## Problem details
How many lines in the items below contain the string "wall", with case counting? Reply with the number only.

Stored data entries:
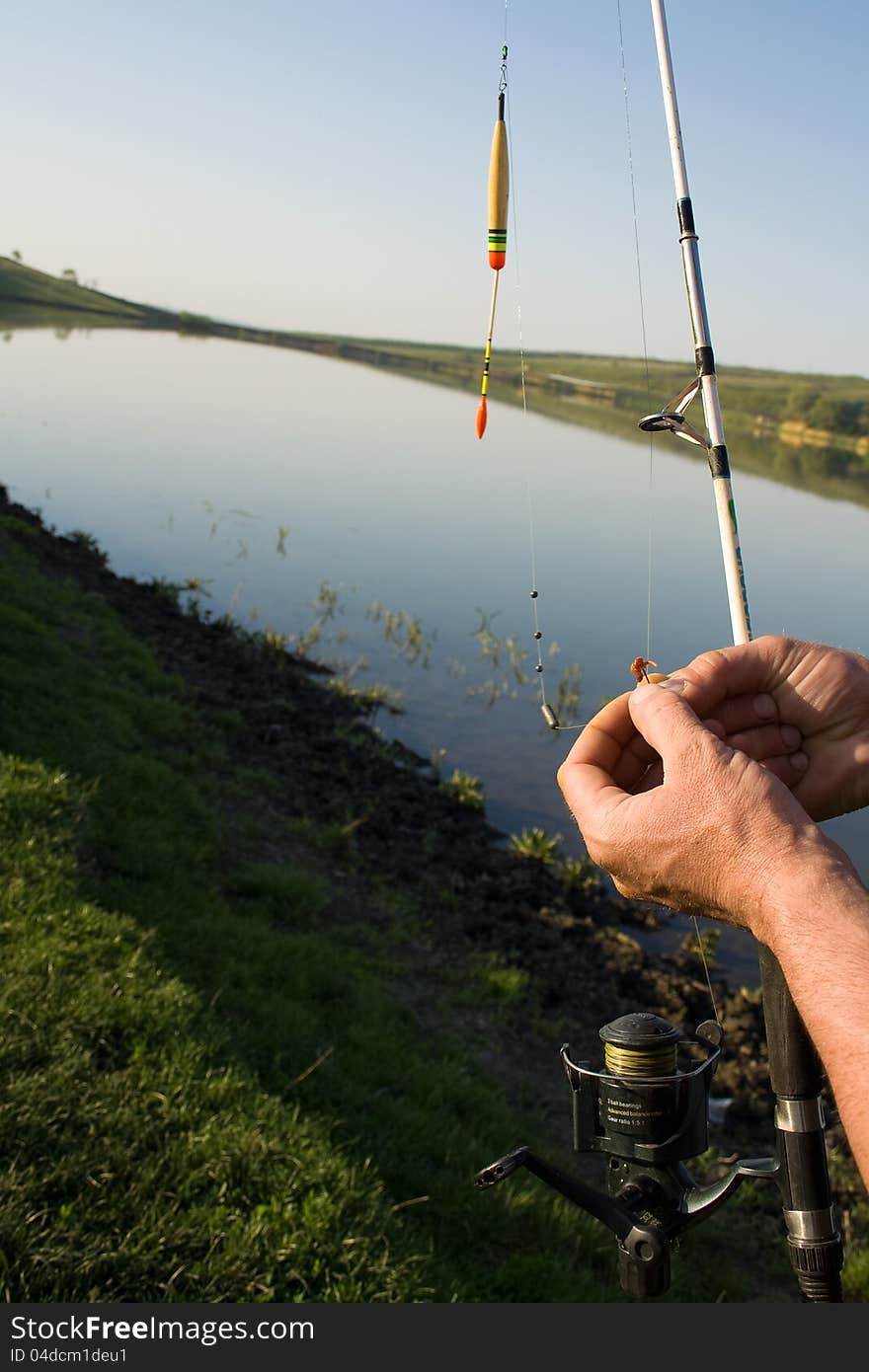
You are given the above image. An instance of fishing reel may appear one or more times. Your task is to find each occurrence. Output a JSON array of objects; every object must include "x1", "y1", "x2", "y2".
[{"x1": 475, "y1": 1011, "x2": 778, "y2": 1298}]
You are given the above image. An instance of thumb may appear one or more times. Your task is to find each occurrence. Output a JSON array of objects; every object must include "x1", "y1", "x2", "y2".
[{"x1": 627, "y1": 676, "x2": 713, "y2": 766}]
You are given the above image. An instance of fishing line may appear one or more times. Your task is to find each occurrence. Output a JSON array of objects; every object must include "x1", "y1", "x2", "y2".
[
  {"x1": 615, "y1": 0, "x2": 721, "y2": 1024},
  {"x1": 616, "y1": 0, "x2": 655, "y2": 657},
  {"x1": 499, "y1": 8, "x2": 585, "y2": 731}
]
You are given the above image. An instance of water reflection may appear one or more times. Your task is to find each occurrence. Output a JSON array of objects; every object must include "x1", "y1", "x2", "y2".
[{"x1": 0, "y1": 319, "x2": 869, "y2": 987}]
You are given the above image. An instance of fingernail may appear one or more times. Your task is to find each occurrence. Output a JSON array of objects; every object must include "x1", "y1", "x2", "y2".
[{"x1": 753, "y1": 694, "x2": 777, "y2": 719}]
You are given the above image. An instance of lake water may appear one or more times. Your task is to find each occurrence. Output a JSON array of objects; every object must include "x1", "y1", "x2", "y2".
[{"x1": 0, "y1": 330, "x2": 869, "y2": 984}]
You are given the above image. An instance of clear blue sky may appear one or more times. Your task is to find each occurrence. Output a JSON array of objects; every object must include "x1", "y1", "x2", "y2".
[{"x1": 6, "y1": 0, "x2": 869, "y2": 376}]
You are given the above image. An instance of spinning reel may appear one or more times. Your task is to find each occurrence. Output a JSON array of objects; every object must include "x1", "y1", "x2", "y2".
[{"x1": 475, "y1": 1011, "x2": 841, "y2": 1301}]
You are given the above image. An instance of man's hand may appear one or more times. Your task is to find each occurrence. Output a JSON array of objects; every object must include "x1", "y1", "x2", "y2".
[
  {"x1": 664, "y1": 636, "x2": 869, "y2": 819},
  {"x1": 559, "y1": 677, "x2": 847, "y2": 939}
]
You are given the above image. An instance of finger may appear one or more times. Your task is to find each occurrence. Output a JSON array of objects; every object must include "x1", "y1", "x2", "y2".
[
  {"x1": 612, "y1": 721, "x2": 661, "y2": 792},
  {"x1": 670, "y1": 634, "x2": 810, "y2": 715},
  {"x1": 557, "y1": 692, "x2": 641, "y2": 827},
  {"x1": 725, "y1": 724, "x2": 803, "y2": 763},
  {"x1": 629, "y1": 678, "x2": 725, "y2": 773},
  {"x1": 702, "y1": 690, "x2": 778, "y2": 736},
  {"x1": 759, "y1": 752, "x2": 809, "y2": 791}
]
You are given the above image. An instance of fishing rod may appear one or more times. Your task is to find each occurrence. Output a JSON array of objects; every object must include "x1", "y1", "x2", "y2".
[
  {"x1": 475, "y1": 0, "x2": 843, "y2": 1302},
  {"x1": 476, "y1": 43, "x2": 510, "y2": 437}
]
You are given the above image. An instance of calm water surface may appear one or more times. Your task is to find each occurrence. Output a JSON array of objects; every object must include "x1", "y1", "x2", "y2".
[{"x1": 0, "y1": 331, "x2": 869, "y2": 982}]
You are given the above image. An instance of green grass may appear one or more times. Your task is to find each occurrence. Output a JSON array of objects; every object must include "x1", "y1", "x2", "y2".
[
  {"x1": 0, "y1": 501, "x2": 862, "y2": 1302},
  {"x1": 0, "y1": 257, "x2": 163, "y2": 323},
  {"x1": 0, "y1": 518, "x2": 625, "y2": 1301}
]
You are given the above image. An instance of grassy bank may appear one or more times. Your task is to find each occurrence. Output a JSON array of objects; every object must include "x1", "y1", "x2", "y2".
[{"x1": 0, "y1": 491, "x2": 865, "y2": 1302}]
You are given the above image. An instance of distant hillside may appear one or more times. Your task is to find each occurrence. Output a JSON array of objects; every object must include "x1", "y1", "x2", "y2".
[
  {"x1": 0, "y1": 257, "x2": 172, "y2": 323},
  {"x1": 0, "y1": 257, "x2": 869, "y2": 500}
]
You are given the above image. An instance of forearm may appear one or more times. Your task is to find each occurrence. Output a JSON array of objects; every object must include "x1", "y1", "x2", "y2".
[{"x1": 763, "y1": 845, "x2": 869, "y2": 1185}]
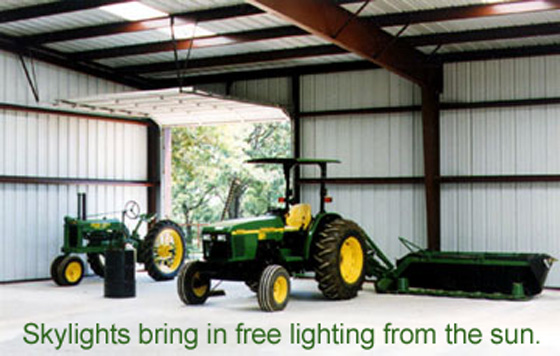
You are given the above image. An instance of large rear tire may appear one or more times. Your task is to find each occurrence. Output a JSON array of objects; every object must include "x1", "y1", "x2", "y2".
[
  {"x1": 177, "y1": 261, "x2": 210, "y2": 305},
  {"x1": 142, "y1": 220, "x2": 186, "y2": 281},
  {"x1": 313, "y1": 219, "x2": 366, "y2": 300},
  {"x1": 257, "y1": 265, "x2": 290, "y2": 312}
]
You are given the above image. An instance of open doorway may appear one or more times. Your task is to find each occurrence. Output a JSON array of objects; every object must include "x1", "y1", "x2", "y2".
[
  {"x1": 171, "y1": 121, "x2": 292, "y2": 250},
  {"x1": 57, "y1": 87, "x2": 292, "y2": 253}
]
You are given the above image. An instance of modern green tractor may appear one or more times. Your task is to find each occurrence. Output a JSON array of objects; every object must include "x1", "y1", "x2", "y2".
[{"x1": 177, "y1": 158, "x2": 366, "y2": 311}]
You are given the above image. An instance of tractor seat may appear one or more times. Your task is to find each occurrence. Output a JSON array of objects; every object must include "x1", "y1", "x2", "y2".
[{"x1": 285, "y1": 204, "x2": 311, "y2": 231}]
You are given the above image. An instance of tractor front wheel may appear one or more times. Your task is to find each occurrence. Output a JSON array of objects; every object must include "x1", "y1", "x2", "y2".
[
  {"x1": 51, "y1": 255, "x2": 84, "y2": 286},
  {"x1": 142, "y1": 220, "x2": 186, "y2": 281},
  {"x1": 177, "y1": 261, "x2": 210, "y2": 304},
  {"x1": 257, "y1": 265, "x2": 290, "y2": 312},
  {"x1": 313, "y1": 219, "x2": 365, "y2": 300}
]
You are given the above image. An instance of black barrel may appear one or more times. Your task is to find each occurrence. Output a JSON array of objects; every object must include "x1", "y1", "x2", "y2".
[{"x1": 105, "y1": 250, "x2": 136, "y2": 298}]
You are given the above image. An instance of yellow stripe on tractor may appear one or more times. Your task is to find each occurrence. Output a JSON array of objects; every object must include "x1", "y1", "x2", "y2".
[{"x1": 231, "y1": 227, "x2": 284, "y2": 240}]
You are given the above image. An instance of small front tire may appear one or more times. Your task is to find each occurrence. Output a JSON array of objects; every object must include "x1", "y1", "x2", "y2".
[
  {"x1": 177, "y1": 261, "x2": 210, "y2": 305},
  {"x1": 245, "y1": 280, "x2": 259, "y2": 293},
  {"x1": 257, "y1": 265, "x2": 290, "y2": 312},
  {"x1": 142, "y1": 220, "x2": 186, "y2": 281},
  {"x1": 53, "y1": 255, "x2": 84, "y2": 286}
]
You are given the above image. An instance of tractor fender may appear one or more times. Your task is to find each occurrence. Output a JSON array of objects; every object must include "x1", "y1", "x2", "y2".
[{"x1": 303, "y1": 213, "x2": 342, "y2": 261}]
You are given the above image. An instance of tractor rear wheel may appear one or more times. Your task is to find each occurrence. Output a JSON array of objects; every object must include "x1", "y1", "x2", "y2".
[
  {"x1": 313, "y1": 219, "x2": 366, "y2": 300},
  {"x1": 141, "y1": 220, "x2": 186, "y2": 281},
  {"x1": 245, "y1": 281, "x2": 259, "y2": 293},
  {"x1": 257, "y1": 265, "x2": 290, "y2": 312},
  {"x1": 177, "y1": 261, "x2": 210, "y2": 304}
]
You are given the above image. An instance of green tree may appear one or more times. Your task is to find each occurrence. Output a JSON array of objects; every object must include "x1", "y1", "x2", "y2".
[{"x1": 172, "y1": 122, "x2": 291, "y2": 240}]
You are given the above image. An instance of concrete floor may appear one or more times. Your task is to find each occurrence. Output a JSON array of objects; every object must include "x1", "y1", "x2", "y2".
[{"x1": 0, "y1": 273, "x2": 560, "y2": 356}]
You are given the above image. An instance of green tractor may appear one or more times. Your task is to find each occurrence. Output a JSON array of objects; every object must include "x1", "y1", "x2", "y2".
[
  {"x1": 51, "y1": 193, "x2": 186, "y2": 286},
  {"x1": 177, "y1": 158, "x2": 556, "y2": 311},
  {"x1": 177, "y1": 158, "x2": 367, "y2": 311}
]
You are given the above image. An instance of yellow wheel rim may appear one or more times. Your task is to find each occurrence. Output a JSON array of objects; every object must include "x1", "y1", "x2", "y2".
[
  {"x1": 154, "y1": 229, "x2": 183, "y2": 273},
  {"x1": 340, "y1": 236, "x2": 364, "y2": 284},
  {"x1": 192, "y1": 272, "x2": 208, "y2": 298},
  {"x1": 272, "y1": 276, "x2": 288, "y2": 304},
  {"x1": 64, "y1": 261, "x2": 83, "y2": 283}
]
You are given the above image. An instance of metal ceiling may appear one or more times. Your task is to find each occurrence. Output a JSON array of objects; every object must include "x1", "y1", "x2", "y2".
[{"x1": 0, "y1": 0, "x2": 560, "y2": 89}]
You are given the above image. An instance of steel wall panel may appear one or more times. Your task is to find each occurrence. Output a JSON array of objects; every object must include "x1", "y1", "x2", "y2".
[
  {"x1": 230, "y1": 78, "x2": 292, "y2": 108},
  {"x1": 441, "y1": 56, "x2": 560, "y2": 286},
  {"x1": 301, "y1": 70, "x2": 427, "y2": 259},
  {"x1": 302, "y1": 184, "x2": 427, "y2": 262},
  {"x1": 0, "y1": 52, "x2": 147, "y2": 281}
]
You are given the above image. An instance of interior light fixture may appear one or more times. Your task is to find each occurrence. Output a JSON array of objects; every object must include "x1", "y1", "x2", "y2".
[{"x1": 100, "y1": 1, "x2": 169, "y2": 21}]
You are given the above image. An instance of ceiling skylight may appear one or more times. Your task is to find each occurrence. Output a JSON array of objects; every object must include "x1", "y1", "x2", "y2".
[
  {"x1": 158, "y1": 24, "x2": 219, "y2": 39},
  {"x1": 100, "y1": 1, "x2": 168, "y2": 21}
]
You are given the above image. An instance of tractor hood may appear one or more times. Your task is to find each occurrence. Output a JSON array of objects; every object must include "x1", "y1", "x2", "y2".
[{"x1": 202, "y1": 215, "x2": 284, "y2": 234}]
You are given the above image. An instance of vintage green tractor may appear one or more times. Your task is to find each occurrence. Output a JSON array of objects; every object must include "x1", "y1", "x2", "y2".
[
  {"x1": 177, "y1": 158, "x2": 555, "y2": 311},
  {"x1": 51, "y1": 193, "x2": 186, "y2": 286},
  {"x1": 177, "y1": 158, "x2": 366, "y2": 311}
]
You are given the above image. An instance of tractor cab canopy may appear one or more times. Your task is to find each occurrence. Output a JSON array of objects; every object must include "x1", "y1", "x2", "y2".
[{"x1": 247, "y1": 158, "x2": 340, "y2": 213}]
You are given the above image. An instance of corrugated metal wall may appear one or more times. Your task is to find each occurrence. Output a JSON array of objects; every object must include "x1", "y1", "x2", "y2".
[
  {"x1": 301, "y1": 70, "x2": 426, "y2": 258},
  {"x1": 0, "y1": 52, "x2": 147, "y2": 281},
  {"x1": 226, "y1": 56, "x2": 560, "y2": 286},
  {"x1": 441, "y1": 56, "x2": 560, "y2": 286}
]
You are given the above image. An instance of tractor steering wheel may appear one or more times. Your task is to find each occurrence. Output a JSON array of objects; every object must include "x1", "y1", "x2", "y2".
[{"x1": 124, "y1": 200, "x2": 140, "y2": 220}]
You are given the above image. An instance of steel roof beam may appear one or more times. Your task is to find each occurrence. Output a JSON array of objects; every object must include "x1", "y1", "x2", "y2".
[
  {"x1": 69, "y1": 22, "x2": 560, "y2": 60},
  {"x1": 370, "y1": 0, "x2": 560, "y2": 27},
  {"x1": 21, "y1": 0, "x2": 363, "y2": 44},
  {"x1": 151, "y1": 61, "x2": 379, "y2": 89},
  {"x1": 249, "y1": 0, "x2": 443, "y2": 91},
  {"x1": 15, "y1": 0, "x2": 560, "y2": 44},
  {"x1": 0, "y1": 35, "x2": 148, "y2": 89},
  {"x1": 69, "y1": 26, "x2": 308, "y2": 60},
  {"x1": 403, "y1": 22, "x2": 560, "y2": 47},
  {"x1": 115, "y1": 45, "x2": 346, "y2": 74},
  {"x1": 437, "y1": 41, "x2": 560, "y2": 63},
  {"x1": 0, "y1": 0, "x2": 133, "y2": 23},
  {"x1": 151, "y1": 43, "x2": 560, "y2": 89},
  {"x1": 21, "y1": 4, "x2": 262, "y2": 44}
]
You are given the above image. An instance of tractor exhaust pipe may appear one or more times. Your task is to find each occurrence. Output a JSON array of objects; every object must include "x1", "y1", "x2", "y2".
[{"x1": 78, "y1": 193, "x2": 87, "y2": 220}]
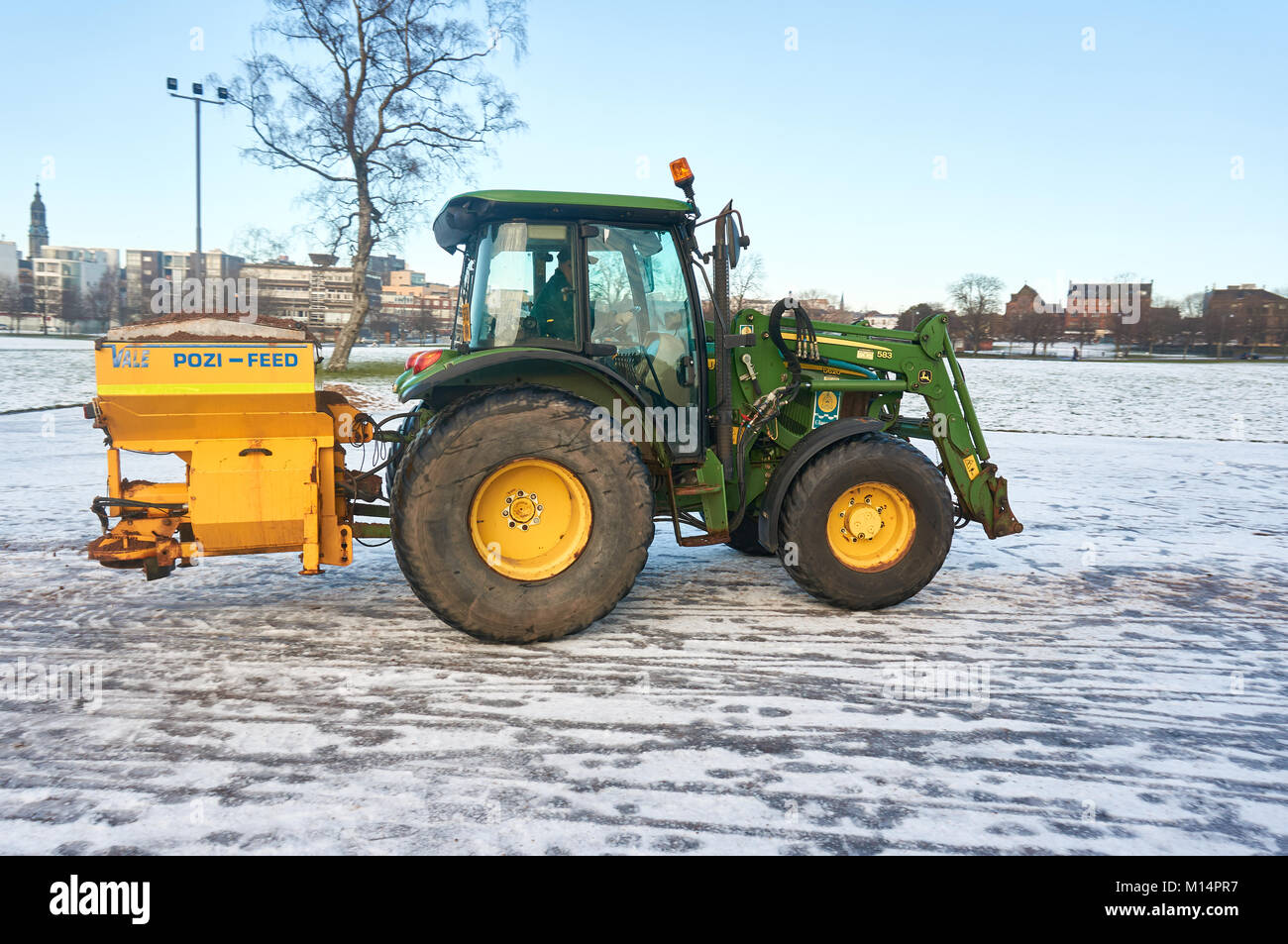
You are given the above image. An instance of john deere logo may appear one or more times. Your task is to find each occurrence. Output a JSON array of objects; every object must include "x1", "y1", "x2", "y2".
[{"x1": 811, "y1": 390, "x2": 841, "y2": 429}]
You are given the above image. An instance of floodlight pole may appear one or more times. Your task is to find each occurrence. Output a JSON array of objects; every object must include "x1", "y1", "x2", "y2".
[{"x1": 166, "y1": 78, "x2": 228, "y2": 286}]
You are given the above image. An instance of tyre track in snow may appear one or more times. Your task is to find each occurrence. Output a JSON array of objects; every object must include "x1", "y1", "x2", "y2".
[{"x1": 0, "y1": 417, "x2": 1288, "y2": 854}]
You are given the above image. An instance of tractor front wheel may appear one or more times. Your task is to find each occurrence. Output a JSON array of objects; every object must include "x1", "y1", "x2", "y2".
[
  {"x1": 390, "y1": 386, "x2": 653, "y2": 643},
  {"x1": 778, "y1": 433, "x2": 953, "y2": 609}
]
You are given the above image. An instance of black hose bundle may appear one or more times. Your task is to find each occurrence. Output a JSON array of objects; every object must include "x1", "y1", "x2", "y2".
[{"x1": 729, "y1": 295, "x2": 819, "y2": 531}]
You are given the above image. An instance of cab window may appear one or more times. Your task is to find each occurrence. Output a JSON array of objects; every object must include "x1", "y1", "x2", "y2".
[
  {"x1": 587, "y1": 224, "x2": 698, "y2": 407},
  {"x1": 468, "y1": 222, "x2": 580, "y2": 349}
]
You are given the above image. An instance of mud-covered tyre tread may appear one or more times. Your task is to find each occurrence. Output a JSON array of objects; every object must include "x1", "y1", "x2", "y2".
[
  {"x1": 390, "y1": 385, "x2": 653, "y2": 644},
  {"x1": 778, "y1": 433, "x2": 953, "y2": 609}
]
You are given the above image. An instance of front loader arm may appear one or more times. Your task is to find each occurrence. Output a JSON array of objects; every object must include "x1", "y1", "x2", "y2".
[{"x1": 742, "y1": 312, "x2": 1024, "y2": 538}]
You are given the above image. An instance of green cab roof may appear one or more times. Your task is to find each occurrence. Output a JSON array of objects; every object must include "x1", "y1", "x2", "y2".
[{"x1": 434, "y1": 190, "x2": 696, "y2": 253}]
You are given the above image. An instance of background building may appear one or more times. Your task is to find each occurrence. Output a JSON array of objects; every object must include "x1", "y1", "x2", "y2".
[
  {"x1": 31, "y1": 246, "x2": 121, "y2": 332},
  {"x1": 240, "y1": 253, "x2": 381, "y2": 342},
  {"x1": 371, "y1": 269, "x2": 459, "y2": 343}
]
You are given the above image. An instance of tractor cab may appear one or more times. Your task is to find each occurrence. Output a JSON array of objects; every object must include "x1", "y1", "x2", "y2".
[{"x1": 434, "y1": 190, "x2": 705, "y2": 456}]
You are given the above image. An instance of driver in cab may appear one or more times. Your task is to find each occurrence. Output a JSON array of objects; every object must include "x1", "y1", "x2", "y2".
[{"x1": 532, "y1": 249, "x2": 577, "y2": 342}]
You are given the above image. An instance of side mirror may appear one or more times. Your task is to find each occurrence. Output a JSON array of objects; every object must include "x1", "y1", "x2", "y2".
[{"x1": 724, "y1": 213, "x2": 751, "y2": 269}]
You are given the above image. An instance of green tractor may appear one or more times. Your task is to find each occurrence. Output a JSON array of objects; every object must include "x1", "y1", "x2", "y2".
[{"x1": 376, "y1": 158, "x2": 1021, "y2": 643}]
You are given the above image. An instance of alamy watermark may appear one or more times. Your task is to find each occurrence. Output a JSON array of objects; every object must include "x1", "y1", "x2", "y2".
[
  {"x1": 0, "y1": 657, "x2": 103, "y2": 711},
  {"x1": 151, "y1": 278, "x2": 259, "y2": 325},
  {"x1": 590, "y1": 399, "x2": 700, "y2": 452},
  {"x1": 881, "y1": 656, "x2": 992, "y2": 711}
]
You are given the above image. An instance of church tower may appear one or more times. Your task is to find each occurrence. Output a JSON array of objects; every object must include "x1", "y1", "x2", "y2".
[{"x1": 27, "y1": 183, "x2": 49, "y2": 259}]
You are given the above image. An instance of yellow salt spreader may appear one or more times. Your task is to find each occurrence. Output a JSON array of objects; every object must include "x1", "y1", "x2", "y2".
[{"x1": 85, "y1": 316, "x2": 380, "y2": 579}]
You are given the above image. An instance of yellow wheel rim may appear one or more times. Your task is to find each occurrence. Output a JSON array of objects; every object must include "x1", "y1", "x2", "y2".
[
  {"x1": 471, "y1": 459, "x2": 591, "y2": 580},
  {"x1": 827, "y1": 481, "x2": 917, "y2": 571}
]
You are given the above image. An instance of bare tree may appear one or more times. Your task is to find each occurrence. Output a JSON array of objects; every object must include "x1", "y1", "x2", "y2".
[
  {"x1": 231, "y1": 0, "x2": 527, "y2": 369},
  {"x1": 948, "y1": 271, "x2": 1002, "y2": 353},
  {"x1": 729, "y1": 253, "x2": 765, "y2": 312}
]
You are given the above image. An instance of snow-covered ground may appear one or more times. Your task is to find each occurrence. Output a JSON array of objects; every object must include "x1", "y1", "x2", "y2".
[{"x1": 0, "y1": 345, "x2": 1288, "y2": 854}]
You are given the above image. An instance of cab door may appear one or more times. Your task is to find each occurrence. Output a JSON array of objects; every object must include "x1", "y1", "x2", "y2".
[{"x1": 583, "y1": 223, "x2": 705, "y2": 458}]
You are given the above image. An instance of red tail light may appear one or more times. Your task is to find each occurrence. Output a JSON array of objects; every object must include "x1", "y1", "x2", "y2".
[{"x1": 407, "y1": 351, "x2": 443, "y2": 373}]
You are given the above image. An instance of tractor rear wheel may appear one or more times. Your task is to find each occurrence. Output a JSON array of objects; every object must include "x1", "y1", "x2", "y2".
[
  {"x1": 390, "y1": 386, "x2": 653, "y2": 643},
  {"x1": 778, "y1": 433, "x2": 953, "y2": 609}
]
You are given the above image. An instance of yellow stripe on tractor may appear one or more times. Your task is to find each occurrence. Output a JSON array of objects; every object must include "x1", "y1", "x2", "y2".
[{"x1": 86, "y1": 317, "x2": 380, "y2": 579}]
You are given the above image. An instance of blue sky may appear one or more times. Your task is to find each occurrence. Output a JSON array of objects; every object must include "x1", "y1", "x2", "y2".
[{"x1": 0, "y1": 0, "x2": 1288, "y2": 310}]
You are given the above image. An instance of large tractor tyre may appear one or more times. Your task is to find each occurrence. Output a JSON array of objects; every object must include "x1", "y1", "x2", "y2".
[
  {"x1": 725, "y1": 507, "x2": 773, "y2": 558},
  {"x1": 778, "y1": 433, "x2": 953, "y2": 609},
  {"x1": 390, "y1": 386, "x2": 653, "y2": 643}
]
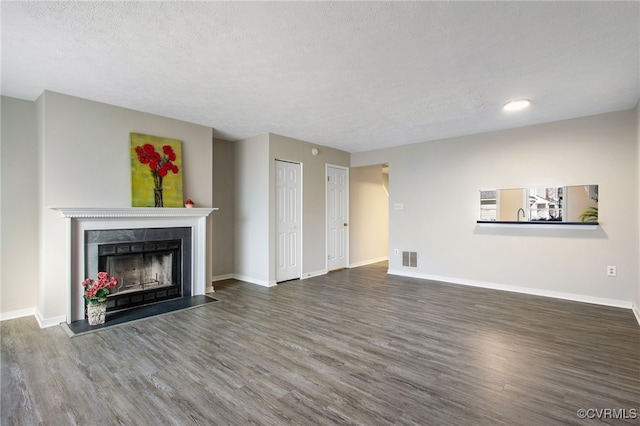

## Exercise output
2